### WHAT THE TASK ASKS
Retype the data below verbatim, keeping every line in its original order.

### RECORD SET
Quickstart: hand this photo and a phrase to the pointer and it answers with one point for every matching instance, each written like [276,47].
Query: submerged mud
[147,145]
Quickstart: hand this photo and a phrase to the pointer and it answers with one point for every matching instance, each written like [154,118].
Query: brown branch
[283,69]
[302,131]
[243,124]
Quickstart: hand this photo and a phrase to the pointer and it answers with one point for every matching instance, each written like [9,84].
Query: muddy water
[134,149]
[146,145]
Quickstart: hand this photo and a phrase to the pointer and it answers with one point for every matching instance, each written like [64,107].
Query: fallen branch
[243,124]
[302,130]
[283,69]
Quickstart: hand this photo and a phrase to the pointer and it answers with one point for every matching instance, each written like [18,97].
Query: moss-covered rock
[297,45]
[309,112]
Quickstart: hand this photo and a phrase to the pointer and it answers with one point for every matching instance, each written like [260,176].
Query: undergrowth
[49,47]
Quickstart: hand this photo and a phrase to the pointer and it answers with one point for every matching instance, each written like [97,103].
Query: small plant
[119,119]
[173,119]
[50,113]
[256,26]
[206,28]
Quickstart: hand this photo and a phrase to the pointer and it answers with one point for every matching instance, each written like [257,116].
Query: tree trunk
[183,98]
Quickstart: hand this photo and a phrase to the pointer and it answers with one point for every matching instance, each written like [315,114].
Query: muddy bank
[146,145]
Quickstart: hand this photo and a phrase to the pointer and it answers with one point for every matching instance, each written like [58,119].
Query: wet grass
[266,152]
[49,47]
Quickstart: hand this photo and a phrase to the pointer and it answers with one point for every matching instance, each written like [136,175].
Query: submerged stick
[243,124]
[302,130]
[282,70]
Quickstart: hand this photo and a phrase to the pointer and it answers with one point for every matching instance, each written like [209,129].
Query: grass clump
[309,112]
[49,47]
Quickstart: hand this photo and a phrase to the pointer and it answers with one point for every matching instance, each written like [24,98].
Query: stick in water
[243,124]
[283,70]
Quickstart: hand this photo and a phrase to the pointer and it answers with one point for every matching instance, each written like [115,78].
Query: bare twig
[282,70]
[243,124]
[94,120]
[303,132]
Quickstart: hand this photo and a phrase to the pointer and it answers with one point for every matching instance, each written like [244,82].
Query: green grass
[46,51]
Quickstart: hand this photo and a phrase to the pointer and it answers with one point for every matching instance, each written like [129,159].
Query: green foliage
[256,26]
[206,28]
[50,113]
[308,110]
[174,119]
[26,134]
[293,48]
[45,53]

### COMPLETE OUTPUT
Quickstart: hand this photo and a phrase to the pointer and it answers with one point for every matching instance, each written like [276,47].
Query: submerged mud
[147,145]
Quickstart: hand this photo and a phrase to the pointer and it answers with one point for every matching instance, each written like [154,118].
Query: brown branch
[283,69]
[302,131]
[243,124]
Quickstart: hand this photo and a phrase to the pointer and it answers with one point for every matching instance, each written like [9,84].
Query: muddy water
[134,149]
[146,145]
Quickstart: hand this photo and a phrase to the pointer and it answers with one point for every matching instance, each written like [64,107].
Query: fallen branch
[243,124]
[302,130]
[283,69]
Quickstart: hand this photo and a phrase to the pointer and it answers with one point for every matching instance, each written like [18,97].
Query: moss-covered rock
[297,45]
[309,112]
Quickstart: hand this photo and a phrase to the pointer and it answers with one point for every matching instance, each written like [260,176].
Query: undergrowth
[49,47]
Quickstart: hand this photo and a phrase to the pointer and it answers with one point for every matching instance, each written like [97,103].
Query: small plant
[119,119]
[173,119]
[50,113]
[256,26]
[206,28]
Quickstart: hand this photo and a phrase to the pointer and it answers with one point for every matching instance, each written like [257,116].
Query: tree trunk
[183,98]
Quickstart: hand this photo and a phrase to the pointer and it answers with one point for every matching instance, each written like [315,114].
Query: muddy bank
[146,145]
Quickstart: hand this photo and a phrase to the pointer and it answers with one point for every matching instance, each written like [58,119].
Query: wet grass
[266,152]
[49,47]
Quickstart: hand this photo and a phrase to the pointer and it answers with one point for every matching instance, each written like [136,175].
Query: submerged stick
[243,124]
[302,130]
[282,70]
Quickstart: hand this photo and a phrase to the pointer and it answers with one point for every matching instance, each written like [209,129].
Query: grass clump
[309,112]
[49,47]
Quickstart: hand this photo and a phrase to the pointer and it answers with one point for every matching instance, each written like [24,98].
Query: stick in water
[243,124]
[283,70]
Quickstart: hand this photo and a phrase to the pointer and it answers with one point for every matching instance, each written like [115,78].
Query: bare twig
[282,70]
[243,124]
[94,120]
[303,132]
Quickstart: hand this photo and a phrase to the pointer and it answers with one point for every matching instance, each written like [244,82].
Query: green grass
[46,51]
Quickstart: hand this photo and a phrase to the pointer and it answers with one point for every matching instance, each written like [129,159].
Query: green foliage
[256,26]
[206,28]
[50,113]
[308,110]
[174,119]
[26,134]
[293,48]
[45,53]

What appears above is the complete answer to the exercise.